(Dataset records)
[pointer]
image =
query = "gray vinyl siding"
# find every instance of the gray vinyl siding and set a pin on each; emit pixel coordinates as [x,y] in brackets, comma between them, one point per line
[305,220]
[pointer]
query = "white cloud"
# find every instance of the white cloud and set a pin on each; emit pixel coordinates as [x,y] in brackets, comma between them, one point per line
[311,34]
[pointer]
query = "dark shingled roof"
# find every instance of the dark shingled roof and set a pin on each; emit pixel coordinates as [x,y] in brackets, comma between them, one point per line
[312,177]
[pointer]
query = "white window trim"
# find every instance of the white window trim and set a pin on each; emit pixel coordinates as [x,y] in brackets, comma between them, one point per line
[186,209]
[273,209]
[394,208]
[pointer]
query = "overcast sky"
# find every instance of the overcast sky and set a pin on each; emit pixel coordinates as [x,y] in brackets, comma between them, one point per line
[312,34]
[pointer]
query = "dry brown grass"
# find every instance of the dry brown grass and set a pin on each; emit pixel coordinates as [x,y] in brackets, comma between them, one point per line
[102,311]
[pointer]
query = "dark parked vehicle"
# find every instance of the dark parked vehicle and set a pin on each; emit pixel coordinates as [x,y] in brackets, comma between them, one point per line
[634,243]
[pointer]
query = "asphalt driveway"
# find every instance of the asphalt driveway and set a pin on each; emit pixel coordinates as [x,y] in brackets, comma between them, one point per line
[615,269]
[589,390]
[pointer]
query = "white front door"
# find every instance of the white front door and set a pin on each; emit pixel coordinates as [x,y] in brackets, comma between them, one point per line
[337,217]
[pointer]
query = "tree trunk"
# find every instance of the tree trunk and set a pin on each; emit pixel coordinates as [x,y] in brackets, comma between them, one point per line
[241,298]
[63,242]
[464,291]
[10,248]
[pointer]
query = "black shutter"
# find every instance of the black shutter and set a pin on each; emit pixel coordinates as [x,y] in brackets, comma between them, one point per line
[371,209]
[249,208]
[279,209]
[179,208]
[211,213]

What the exercise asks - Give back the data above exactly, so that every line matches.

Output for this task -
[pointer]
image =
query = "gray vinyl siding"
# find every instance of the gray vinyl siding and set a pin on each; emit pixel coordinates as [x,y] in brackets, comma between them, one point per line
[305,220]
[pointer]
query = "white cloud"
# find every instance of the white cloud and set a pin on each; emit pixel coordinates as [x,y] in brackets, comma between them, one point per line
[311,34]
[pointer]
query = "dark shingled roof"
# find every instance of the dark shingled roof and set a pin on each; emit pixel coordinates as [x,y] in brackets, comma between them, one point per line
[312,177]
[pointer]
query = "white window trim"
# find every instance of the white window trim and set a pin on each; emit pixel coordinates as [x,y] in brackets, comma between them, one point per line
[186,209]
[273,209]
[394,208]
[pointer]
query = "overcast sky"
# find every instance of the overcast sky and set a pin on each; emit pixel coordinates as [x,y] in brackets, comma between them, one point per line
[312,34]
[pointer]
query = "dry brown grass"
# find every instance of the dry brown grass and set a pin on each; emit pixel coordinates as [x,y] in brackets, comma between them, one point per line
[102,311]
[pointer]
query = "dark parked vehicle"
# find every instance of the dark parked vehicle and set a pin on each; emit pixel coordinates as [x,y] in brackets, comma between them, one point per line
[634,243]
[pointer]
query = "asphalt driveway"
# find every instance of the asphalt driveway and set a pin on each; emit pixel coordinates as [x,y] in brackets, comma between them, one point per line
[615,269]
[589,390]
[pointer]
query = "white front door"
# find every instance of the white front door and set a pin on each; emit pixel coordinates as [x,y] in brackets, comma between them, one point per line
[337,217]
[pointer]
query = "tree trunk"
# find every instance of the tree trunk and set a pin on each; emit pixel coordinates as [x,y] in brackets, comma between them, one point per line
[241,298]
[63,242]
[464,291]
[10,248]
[pointer]
query = "black shutter"
# find every instance of the black shutter and set a pin on each; emit pixel coordinates as [x,y] in brackets, comma between them, one point per line
[371,209]
[249,208]
[279,209]
[179,208]
[211,213]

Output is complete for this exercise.